Os 32 prefeitos que romperam os contratos recorreram ao Fundo Nacional de Desenvolvimento da Educação (FNDE), que gere os recursos do Proinfância, para migrar e ter a possibilidade de fazer a escola pelo modelo convencional, com tijolos. Segundo a Famurs, a União deve disponibilizar, em média, mais R$ 300 mil para cada obra. Os casos mais preocupantes são de 71 pré-escolas inacabadas, já que o método usado pela MVC impede que o trabalho seja finalizado por outra empresa. Ainda não há uma saída para o problema.
- A metodologia inovadora era para ser a solução e virou dor de cabeça. Estamos desesperados. O povo pede as vagas, o Ministério Público exige solução, e não temos o que fazer - lamenta o prefeito de Agudo, Valério Trebien, que aguardava a creche para fevereiro de 2014.
- Temos dificuldades em nove Estados, é uma complicação macro, do próprio programa, que perdeu sua capacidade de execução por adversidades financeiras. A posição da empresa é que as obras iniciadas serão concluídas. As demais, em estágio de execução, dependem de entendimento do Tribunal de Contas do Estado. O leilão ocorreu com base orçamentária do final de 2012 e os valores estão defasados, é preciso rever os valores dos contratos - alega o gerente de engenharia da MVC, Erivelto Mussio.

:::::

* **Tarefa proposta**
Reproduza do trecho sobre as obras do Proinfância a passagem entre "- Temos dificuldades" e "MVC, Erivelto Mussio.", inclusive.

:::::

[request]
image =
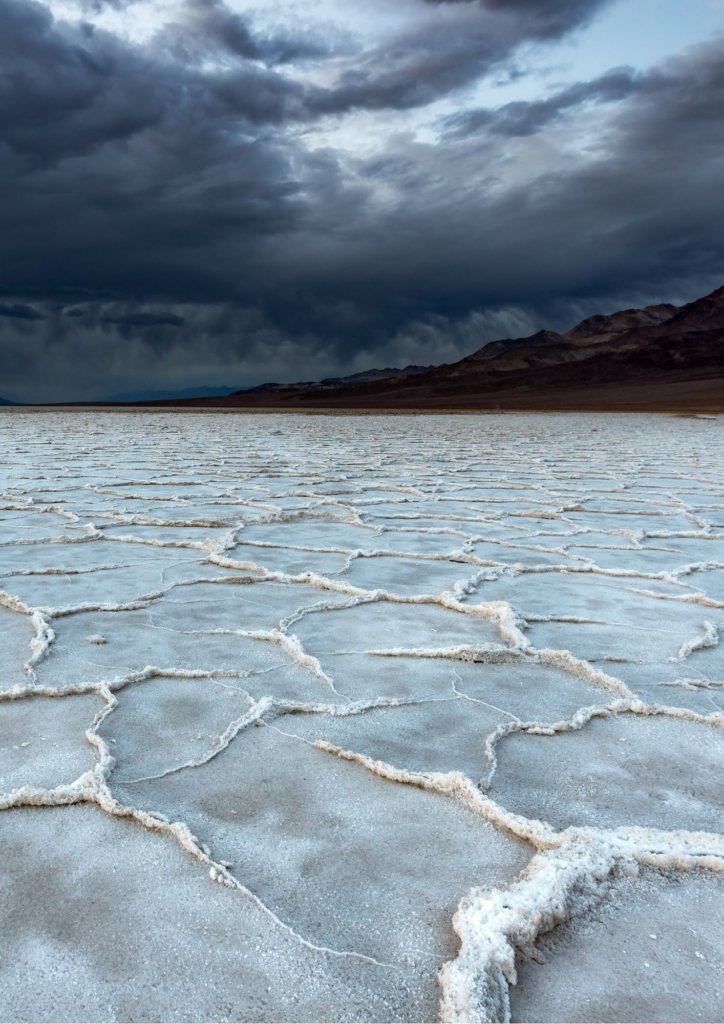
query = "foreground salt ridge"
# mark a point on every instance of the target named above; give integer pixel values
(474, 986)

:::::

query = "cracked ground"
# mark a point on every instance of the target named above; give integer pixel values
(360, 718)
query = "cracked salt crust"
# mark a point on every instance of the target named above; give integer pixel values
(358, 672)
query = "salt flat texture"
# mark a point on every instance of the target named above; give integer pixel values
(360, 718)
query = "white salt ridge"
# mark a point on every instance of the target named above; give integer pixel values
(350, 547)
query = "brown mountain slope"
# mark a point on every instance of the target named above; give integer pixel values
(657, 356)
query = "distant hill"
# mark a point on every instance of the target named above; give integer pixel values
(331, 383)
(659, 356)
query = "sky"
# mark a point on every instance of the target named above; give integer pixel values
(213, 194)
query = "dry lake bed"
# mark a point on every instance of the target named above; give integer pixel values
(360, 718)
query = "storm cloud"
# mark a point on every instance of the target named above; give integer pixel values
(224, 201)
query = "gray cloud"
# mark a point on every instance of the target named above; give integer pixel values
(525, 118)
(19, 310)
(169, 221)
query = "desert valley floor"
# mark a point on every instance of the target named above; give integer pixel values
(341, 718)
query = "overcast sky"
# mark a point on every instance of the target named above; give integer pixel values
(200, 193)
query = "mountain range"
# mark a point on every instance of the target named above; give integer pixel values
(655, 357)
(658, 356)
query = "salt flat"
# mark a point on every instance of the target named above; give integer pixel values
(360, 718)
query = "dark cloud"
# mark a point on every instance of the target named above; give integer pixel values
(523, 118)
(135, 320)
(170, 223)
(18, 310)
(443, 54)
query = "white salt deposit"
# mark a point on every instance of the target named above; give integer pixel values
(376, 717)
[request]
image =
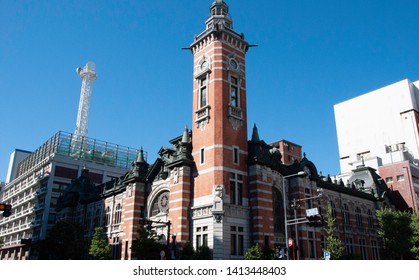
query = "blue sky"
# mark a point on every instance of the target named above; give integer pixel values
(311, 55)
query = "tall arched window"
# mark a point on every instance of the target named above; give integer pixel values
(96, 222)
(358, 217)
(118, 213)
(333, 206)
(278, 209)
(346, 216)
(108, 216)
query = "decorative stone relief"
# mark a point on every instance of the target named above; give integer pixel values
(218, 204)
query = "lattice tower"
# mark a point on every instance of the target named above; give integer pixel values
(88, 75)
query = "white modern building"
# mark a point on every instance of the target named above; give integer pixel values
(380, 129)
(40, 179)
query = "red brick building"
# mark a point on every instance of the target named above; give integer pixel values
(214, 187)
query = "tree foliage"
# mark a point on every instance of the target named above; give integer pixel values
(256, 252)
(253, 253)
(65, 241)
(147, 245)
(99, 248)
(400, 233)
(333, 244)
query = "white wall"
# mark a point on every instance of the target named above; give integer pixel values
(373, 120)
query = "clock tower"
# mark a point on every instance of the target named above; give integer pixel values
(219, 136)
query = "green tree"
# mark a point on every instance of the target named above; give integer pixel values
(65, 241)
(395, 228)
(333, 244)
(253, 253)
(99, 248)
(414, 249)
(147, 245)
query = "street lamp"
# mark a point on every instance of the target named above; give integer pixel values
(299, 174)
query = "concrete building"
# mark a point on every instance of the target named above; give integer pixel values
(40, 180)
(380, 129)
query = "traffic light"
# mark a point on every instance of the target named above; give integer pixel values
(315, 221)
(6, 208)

:::::

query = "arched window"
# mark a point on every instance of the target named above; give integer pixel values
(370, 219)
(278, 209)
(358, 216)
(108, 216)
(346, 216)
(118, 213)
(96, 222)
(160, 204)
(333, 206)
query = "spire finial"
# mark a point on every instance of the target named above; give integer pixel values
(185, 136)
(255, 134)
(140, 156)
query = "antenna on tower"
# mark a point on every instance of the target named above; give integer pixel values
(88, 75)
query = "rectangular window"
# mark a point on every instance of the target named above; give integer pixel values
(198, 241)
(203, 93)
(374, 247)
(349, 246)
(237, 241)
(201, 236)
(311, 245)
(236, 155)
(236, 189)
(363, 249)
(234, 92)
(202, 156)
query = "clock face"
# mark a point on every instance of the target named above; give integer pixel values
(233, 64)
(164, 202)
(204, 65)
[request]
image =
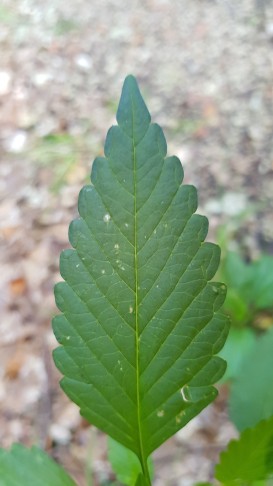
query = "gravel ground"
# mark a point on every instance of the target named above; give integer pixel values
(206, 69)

:::::

* **Solução da tarefa**
- Temos dificuldades em nove Estados, é uma complicação macro, do próprio programa, que perdeu sua capacidade de execução por adversidades financeiras. A posição da empresa é que as obras iniciadas serão concluídas. As demais, em estágio de execução, dependem de entendimento do Tribunal de Contas do Estado. O leilão ocorreu com base orçamentária do final de 2012 e os valores estão defasados, é preciso rever os valores dos contratos - alega o gerente de engenharia da MVC, Erivelto Mussio.